Short task.
Convert the records below into a JSON list of strings with one string per line, leaving out any blank lines.

---*---

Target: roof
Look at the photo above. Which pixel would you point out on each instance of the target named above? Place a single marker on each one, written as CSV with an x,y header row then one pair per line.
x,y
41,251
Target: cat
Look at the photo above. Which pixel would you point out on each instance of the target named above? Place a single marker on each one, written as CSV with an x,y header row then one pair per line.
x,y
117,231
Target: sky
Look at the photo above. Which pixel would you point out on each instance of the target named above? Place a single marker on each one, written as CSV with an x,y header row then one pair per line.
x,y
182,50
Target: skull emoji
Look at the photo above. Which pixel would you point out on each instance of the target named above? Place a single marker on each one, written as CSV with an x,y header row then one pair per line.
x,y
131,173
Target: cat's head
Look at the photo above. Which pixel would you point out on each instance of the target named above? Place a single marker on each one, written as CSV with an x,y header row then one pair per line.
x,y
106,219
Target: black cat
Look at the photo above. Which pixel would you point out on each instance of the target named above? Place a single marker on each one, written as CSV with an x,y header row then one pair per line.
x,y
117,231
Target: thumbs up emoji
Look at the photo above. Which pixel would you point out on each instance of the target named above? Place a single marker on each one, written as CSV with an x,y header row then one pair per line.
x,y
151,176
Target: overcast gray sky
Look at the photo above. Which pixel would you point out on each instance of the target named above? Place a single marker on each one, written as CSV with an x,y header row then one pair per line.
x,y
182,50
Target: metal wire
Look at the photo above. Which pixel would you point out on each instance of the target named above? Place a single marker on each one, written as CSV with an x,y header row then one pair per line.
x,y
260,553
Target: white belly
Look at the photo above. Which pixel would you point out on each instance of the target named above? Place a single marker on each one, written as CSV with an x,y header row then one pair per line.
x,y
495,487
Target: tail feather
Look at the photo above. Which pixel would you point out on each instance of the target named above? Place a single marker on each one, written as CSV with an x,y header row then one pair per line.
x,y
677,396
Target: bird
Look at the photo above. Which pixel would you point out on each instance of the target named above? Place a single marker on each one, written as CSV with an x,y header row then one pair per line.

---*---

Exercise solution.
[
  "Target: roof",
  "Look at the photo above. Which pixel would you point out on each instance of the target named above? Place a single marker on each one, written as CSV with an x,y header row then one pair per line.",
  "x,y",
  "41,251",
  "Target: cat",
  "Look at the photo above. Which pixel would you point out on each instance of the target named above? Place a single marker on each one, written as CSV with an x,y header row then one pair per line.",
  "x,y",
  "117,231",
  "Target: sky",
  "Look at the photo above. Which pixel would you point out on each instance of the target named above? Place a single marker on each one, written as CSV with an x,y header row then one pair per line.",
  "x,y",
  "182,50",
  "Target: skull emoji",
  "Look at the photo above. Which pixel would you point out on each instance of the target named above? Place a single marker on each one, written as CSV with an x,y header row then one pair per line.",
  "x,y",
  "131,173",
  "Target: cat's head",
  "Look at the photo above. Which pixel would you point out on each instance of the target named above? Place a single marker on each one, written as CSV with an x,y header row then one pair per line.",
  "x,y",
  "106,219",
  "Target: black cat",
  "Look at the photo above. Which pixel would you point out on each instance of the target named above? Place a single marker on each one, written as CSV with an x,y header row then one pair per line.",
  "x,y",
  "117,231",
  "Target: thumbs up emoji",
  "Look at the photo above. Which pixel would you point out on each instance of the target named above? Place a single marker on each one, written as CSV with an x,y header row then one pair per line.",
  "x,y",
  "151,176",
  "Target: overcast gray sky",
  "Look at the photo above. Which pixel would you point out on each instance of the target named above? Place a single marker on each one, written as CSV with an x,y header row then one pair per line.",
  "x,y",
  "182,50",
  "Target: metal wire",
  "Look at the photo above. Which pixel would you point out on each instance of the target named above? Place a single marker on each one, written as CSV with an x,y header row then one pair per line.",
  "x,y",
  "260,553",
  "Target: white belly",
  "Look at the photo above. Which pixel would you point out on each instance of the target named above? Place a single marker on each one, written as CSV with an x,y header row then one pair per line.",
  "x,y",
  "495,487",
  "Target: tail feather",
  "Look at the photo above. Which pixel would you point out on each instance of the target named above? Place a single marker on each one, written as CSV with an x,y header row then one pair per line.",
  "x,y",
  "677,396",
  "Target: bird",
  "Look at the photo above. Which pixel would you point out on each instance of the target named above? Place a single marker on each one, written as CSV with an x,y header row then one pair per line."
]